>> Begin Information shown

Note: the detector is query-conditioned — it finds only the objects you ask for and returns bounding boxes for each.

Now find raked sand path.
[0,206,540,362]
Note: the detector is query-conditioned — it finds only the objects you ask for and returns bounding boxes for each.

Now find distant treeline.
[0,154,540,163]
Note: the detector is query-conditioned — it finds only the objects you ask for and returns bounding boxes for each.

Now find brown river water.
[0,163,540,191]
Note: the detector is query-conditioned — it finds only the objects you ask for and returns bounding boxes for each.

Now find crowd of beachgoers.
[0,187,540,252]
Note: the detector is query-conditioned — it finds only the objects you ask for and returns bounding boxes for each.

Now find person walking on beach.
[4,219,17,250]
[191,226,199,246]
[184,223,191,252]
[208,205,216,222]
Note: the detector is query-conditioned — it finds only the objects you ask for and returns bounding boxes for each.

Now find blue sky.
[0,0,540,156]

>> End Information shown

Directive: Render every line of the material above as a JSON list of strings, one string per line, leaving out blank lines.

Written solution:
[
  "Note: the detector is query-conditioned — it finds only the objects you ask for and returns bounding boxes for each.",
  "Now find raked sand path.",
  "[0,206,540,362]",
  "Note: the detector is query-conditioned — it finds only the objects you ask for and returns bounding boxes for each.",
  "Now find distant treeline.",
  "[0,154,540,163]",
  "Note: the detector is query-conditioned — it finds only the objects you ask for and returns bounding boxes for each.",
  "Now find brown river water.",
  "[0,163,540,191]",
  "Note: the detector is query-conditioned — it finds only the objects you ask for and returns bounding boxes for each.",
  "Now find crowd of beachgoers.",
  "[0,187,540,252]",
  "Note: the detector is query-conditioned — it finds only the objects you ask for and returns bounding boxes for each.",
  "Now find person walking on beach.",
  "[4,219,17,250]",
  "[191,226,199,246]",
  "[184,223,191,252]",
  "[208,205,216,222]",
  "Note: the detector is query-conditioned — it finds only the objects you ask for and returns bounding boxes for each.",
  "Now find blue sky.",
  "[0,0,540,156]"
]